2 minutes before the PPI number, expected at a 0.0% print, came out, we said:
When PPI comes below expectations does that mean Dimon's plan for quick QE release is on?
— zerohedge (@zerohedge) May 11, 2012 [4]
Sure enough:
- PPI: -0.2%, a decline, and a miss of expectations of 0.0%, Y/Y +1.9%, Exp. 2.1%, first drop in 4 months.
- Core PPI: 0.2%, in line.
- April PPI “should allay fears of producer costs being passed through to customers downstream,” says Bloomberg economist Joseph Brusuelas
- Supports Fed’s assessment of transitory inflation increase on rising oil, commodity costs at end 2011
- Intermediate costs decline points to reduced pressure on profit margins: Brusuelas
- Core intermediate PPI, “closely” watched by Fed, increase "benign," notes Bloomberg economist Rich Yamarone
- Full release for those who care here [5].
In other words, a perfect environemnt for more easing. So: when does Jamie order the Code Red?
A quick summary from GS:
MAIN POINTS:
- The April Producer Price Index (PPI) declined by 0.2% (month-over-month), in contrast to consensus expectations for an unchanged reading. The weakness reflected a 1.4% drop in energy prices; both gasoline and natural gas prices fell during the month. Food prices rose by 0.2%.
- The core PPI increased by 0.2% (month-over-month), in line with consensus expectations. The core PPI is up 2.7% on a year-over-year basis. Inflation in vehicle prices decelerated during the month, as expected. However, this was offset by slightly higher inflation for medical prescriptions, apparel and computers. Prices for unfinished products showed slower increases or outright declines. The intermediate PPI fell by 0.5%, and the core intermediate PPI increased by 0.2%, down from a gain of 0.6% in March. The crude PPI fell by 4.4%, and the crude core PPI declined 1.8%.

Dataset:
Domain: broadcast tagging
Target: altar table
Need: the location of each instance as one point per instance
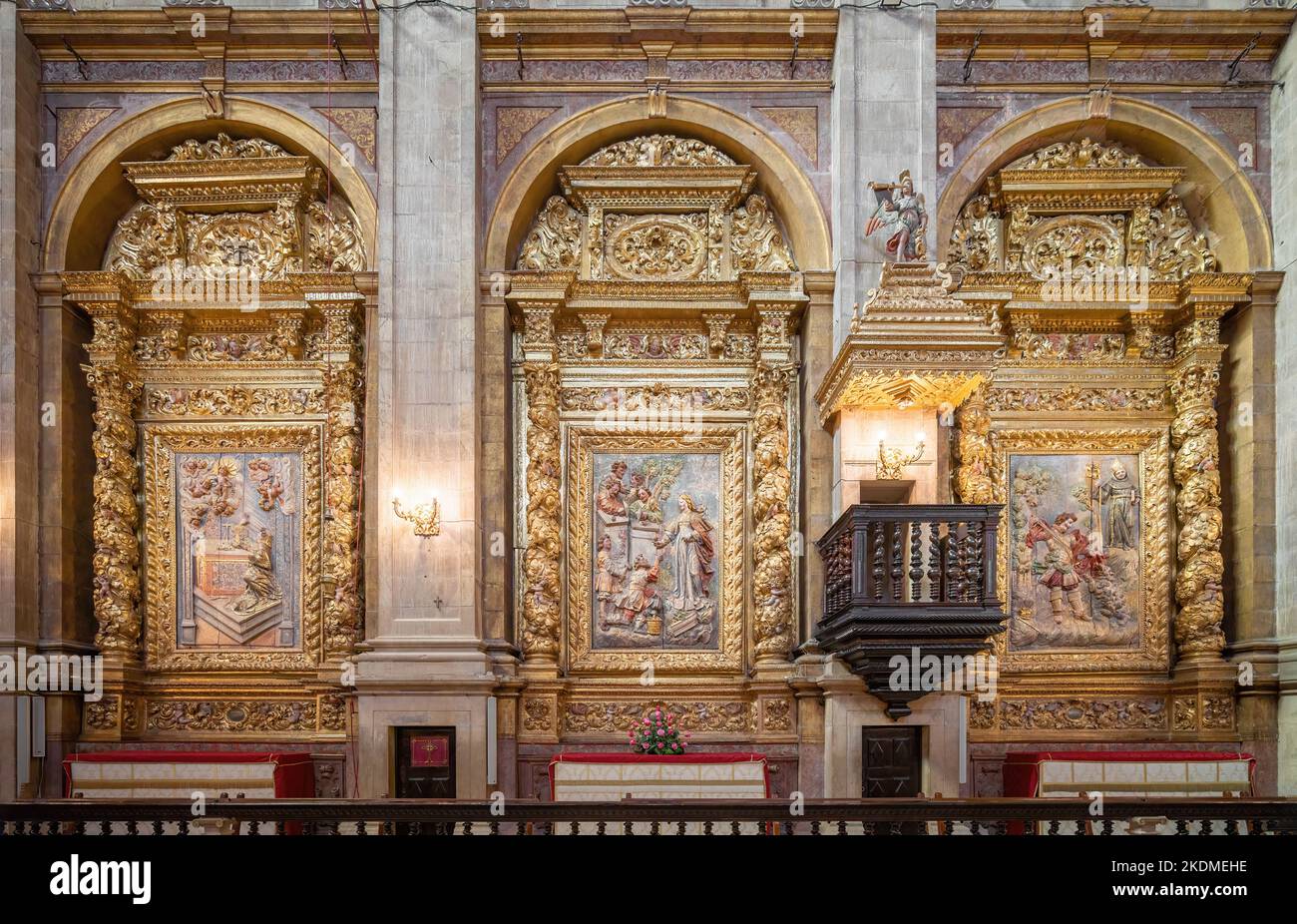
(1133, 773)
(170, 775)
(1166, 773)
(611, 777)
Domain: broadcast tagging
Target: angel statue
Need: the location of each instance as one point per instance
(903, 215)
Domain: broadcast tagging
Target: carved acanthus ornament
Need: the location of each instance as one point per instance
(541, 616)
(655, 306)
(198, 367)
(115, 380)
(609, 226)
(772, 517)
(912, 345)
(185, 229)
(1198, 582)
(1081, 210)
(973, 478)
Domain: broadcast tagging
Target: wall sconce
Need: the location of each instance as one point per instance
(426, 517)
(893, 461)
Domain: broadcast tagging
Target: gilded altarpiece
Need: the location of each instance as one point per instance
(1097, 431)
(227, 378)
(655, 306)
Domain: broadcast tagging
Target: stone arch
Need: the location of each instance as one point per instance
(783, 184)
(96, 194)
(1215, 190)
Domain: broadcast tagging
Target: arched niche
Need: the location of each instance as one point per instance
(1215, 190)
(787, 189)
(96, 193)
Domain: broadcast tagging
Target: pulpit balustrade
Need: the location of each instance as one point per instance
(906, 579)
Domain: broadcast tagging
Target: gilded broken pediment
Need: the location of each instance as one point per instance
(232, 207)
(1081, 210)
(696, 221)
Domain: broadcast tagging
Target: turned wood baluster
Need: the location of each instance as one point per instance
(954, 569)
(934, 562)
(894, 540)
(876, 540)
(916, 562)
(976, 590)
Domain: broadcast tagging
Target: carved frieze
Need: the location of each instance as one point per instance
(1081, 210)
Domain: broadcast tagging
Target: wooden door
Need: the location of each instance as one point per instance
(890, 762)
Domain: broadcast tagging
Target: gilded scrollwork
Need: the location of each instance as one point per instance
(755, 238)
(1081, 210)
(554, 241)
(181, 238)
(541, 562)
(1083, 713)
(231, 715)
(1198, 583)
(973, 476)
(342, 610)
(772, 514)
(333, 242)
(116, 384)
(659, 151)
(232, 401)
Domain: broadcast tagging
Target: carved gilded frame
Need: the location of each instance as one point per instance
(160, 445)
(1152, 447)
(583, 443)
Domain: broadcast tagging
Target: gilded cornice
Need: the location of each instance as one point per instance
(1128, 34)
(913, 344)
(593, 34)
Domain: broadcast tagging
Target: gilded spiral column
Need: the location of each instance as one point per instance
(344, 392)
(115, 382)
(541, 617)
(1198, 584)
(772, 517)
(973, 476)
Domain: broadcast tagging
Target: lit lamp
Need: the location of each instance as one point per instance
(893, 460)
(426, 517)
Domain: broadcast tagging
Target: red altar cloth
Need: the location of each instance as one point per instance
(1023, 768)
(614, 756)
(294, 776)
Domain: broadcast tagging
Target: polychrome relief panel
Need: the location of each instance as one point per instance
(655, 549)
(232, 547)
(238, 523)
(1087, 548)
(656, 535)
(1076, 547)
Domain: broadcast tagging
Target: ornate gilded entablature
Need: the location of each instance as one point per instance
(655, 307)
(1098, 432)
(1081, 208)
(225, 370)
(229, 207)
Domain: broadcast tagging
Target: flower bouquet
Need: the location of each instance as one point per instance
(657, 734)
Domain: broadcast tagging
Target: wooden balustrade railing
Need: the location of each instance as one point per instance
(649, 816)
(906, 577)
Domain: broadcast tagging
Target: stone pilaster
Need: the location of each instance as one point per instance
(20, 391)
(883, 122)
(1283, 145)
(426, 661)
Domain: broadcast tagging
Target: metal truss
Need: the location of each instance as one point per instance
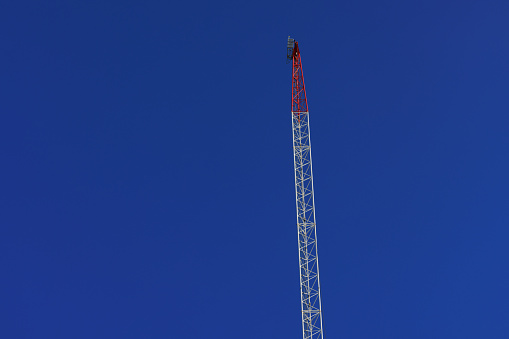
(306, 225)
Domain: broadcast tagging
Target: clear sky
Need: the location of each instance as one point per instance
(147, 183)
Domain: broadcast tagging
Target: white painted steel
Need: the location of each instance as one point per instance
(308, 255)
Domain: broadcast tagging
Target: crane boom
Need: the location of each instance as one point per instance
(311, 304)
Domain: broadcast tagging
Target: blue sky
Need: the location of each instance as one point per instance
(147, 173)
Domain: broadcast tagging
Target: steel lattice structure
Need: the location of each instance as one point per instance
(311, 304)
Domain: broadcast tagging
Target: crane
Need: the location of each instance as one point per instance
(311, 304)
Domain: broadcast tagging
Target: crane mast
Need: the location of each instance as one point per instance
(311, 304)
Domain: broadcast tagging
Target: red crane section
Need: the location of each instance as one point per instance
(299, 100)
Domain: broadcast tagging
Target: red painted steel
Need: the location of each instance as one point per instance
(299, 99)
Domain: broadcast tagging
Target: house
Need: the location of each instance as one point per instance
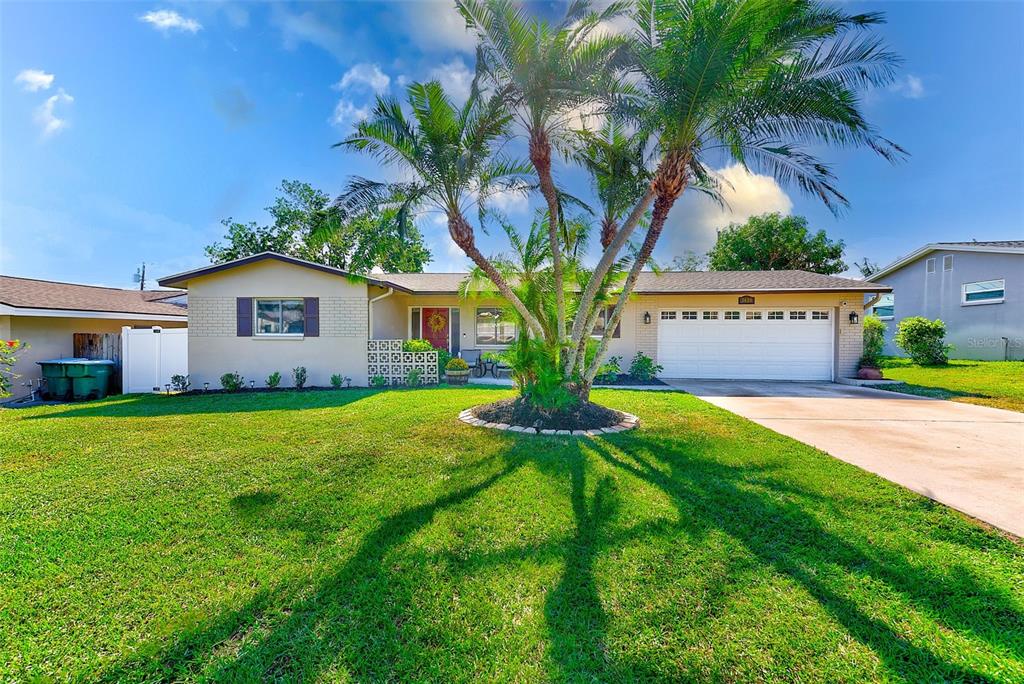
(47, 314)
(976, 288)
(271, 312)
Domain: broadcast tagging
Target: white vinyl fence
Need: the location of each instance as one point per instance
(151, 355)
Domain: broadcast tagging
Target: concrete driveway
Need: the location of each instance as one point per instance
(965, 456)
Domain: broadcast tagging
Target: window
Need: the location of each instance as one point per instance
(493, 329)
(983, 292)
(602, 321)
(280, 316)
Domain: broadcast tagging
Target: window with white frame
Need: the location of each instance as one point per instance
(280, 316)
(493, 328)
(984, 292)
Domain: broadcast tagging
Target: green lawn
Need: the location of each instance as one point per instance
(364, 536)
(998, 384)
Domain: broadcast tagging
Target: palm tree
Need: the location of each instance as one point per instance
(759, 82)
(545, 73)
(449, 154)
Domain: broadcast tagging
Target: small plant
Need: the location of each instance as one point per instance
(180, 383)
(231, 382)
(923, 340)
(417, 345)
(875, 341)
(456, 364)
(609, 371)
(643, 368)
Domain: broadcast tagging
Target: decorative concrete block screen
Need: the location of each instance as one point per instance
(385, 357)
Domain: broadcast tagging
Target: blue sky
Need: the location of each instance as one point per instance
(129, 129)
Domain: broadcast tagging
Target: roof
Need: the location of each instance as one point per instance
(693, 282)
(179, 280)
(990, 246)
(33, 294)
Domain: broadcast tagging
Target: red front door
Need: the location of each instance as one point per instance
(435, 326)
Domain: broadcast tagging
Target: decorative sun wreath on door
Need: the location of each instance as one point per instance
(436, 322)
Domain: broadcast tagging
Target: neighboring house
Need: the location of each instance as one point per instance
(271, 312)
(46, 314)
(977, 289)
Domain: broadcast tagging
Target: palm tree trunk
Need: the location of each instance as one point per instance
(540, 156)
(462, 233)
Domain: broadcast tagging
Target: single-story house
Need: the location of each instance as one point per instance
(976, 288)
(271, 312)
(47, 314)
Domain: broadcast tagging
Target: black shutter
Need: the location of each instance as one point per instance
(310, 308)
(244, 316)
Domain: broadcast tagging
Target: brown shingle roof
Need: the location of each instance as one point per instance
(674, 282)
(29, 293)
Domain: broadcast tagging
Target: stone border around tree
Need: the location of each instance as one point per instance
(628, 423)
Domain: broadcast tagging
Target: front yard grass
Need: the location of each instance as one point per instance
(996, 384)
(369, 536)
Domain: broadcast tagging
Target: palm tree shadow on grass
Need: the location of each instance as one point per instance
(787, 539)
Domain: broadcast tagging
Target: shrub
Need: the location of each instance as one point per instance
(231, 382)
(643, 368)
(180, 383)
(923, 340)
(417, 345)
(875, 340)
(609, 371)
(456, 364)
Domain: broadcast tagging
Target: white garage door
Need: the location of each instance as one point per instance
(745, 343)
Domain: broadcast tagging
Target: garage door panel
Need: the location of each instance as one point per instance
(745, 349)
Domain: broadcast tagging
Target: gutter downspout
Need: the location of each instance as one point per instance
(370, 305)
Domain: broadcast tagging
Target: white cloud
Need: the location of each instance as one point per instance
(911, 87)
(365, 75)
(45, 117)
(695, 219)
(34, 79)
(166, 20)
(455, 77)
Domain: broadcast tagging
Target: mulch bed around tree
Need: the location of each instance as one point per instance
(629, 380)
(518, 412)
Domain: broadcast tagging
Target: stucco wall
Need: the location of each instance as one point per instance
(976, 331)
(214, 347)
(53, 338)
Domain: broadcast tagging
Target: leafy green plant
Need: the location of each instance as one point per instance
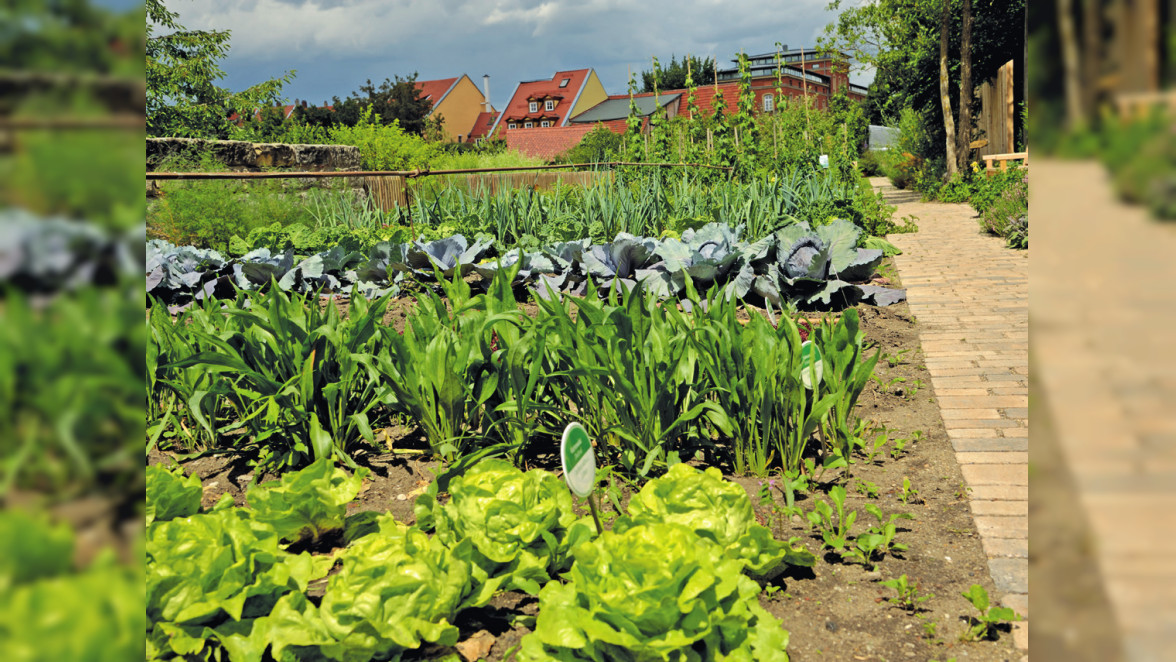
(211, 577)
(396, 590)
(907, 594)
(990, 617)
(521, 526)
(171, 494)
(821, 517)
(909, 494)
(301, 379)
(652, 593)
(308, 502)
(877, 541)
(715, 509)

What to do:
a) In the producer price passage, by how much did energy prices drop in April?
b) Reproduce word for word the part of the producer price passage that opens with the words containing "- April PPI" and closes with "the Code Red?".

Set of answers:
a) Energy prices dropped by 1.4%.

b)
- April PPI “should allay fears of producer costs being passed through to customers downstream,” says Bloomberg economist Joseph Brusuelas
- Supports Fed’s assessment of transitory inflation increase on rising oil, commodity costs at end 2011
- Intermediate costs decline points to reduced pressure on profit margins: Brusuelas
- Core intermediate PPI, “closely” watched by Fed, increase "benign," notes Bloomberg economist Rich Yamarone
- Full release for those who care here [5].
In other words, a perfect environemnt for more easing. So: when does Jamie order the Code Red?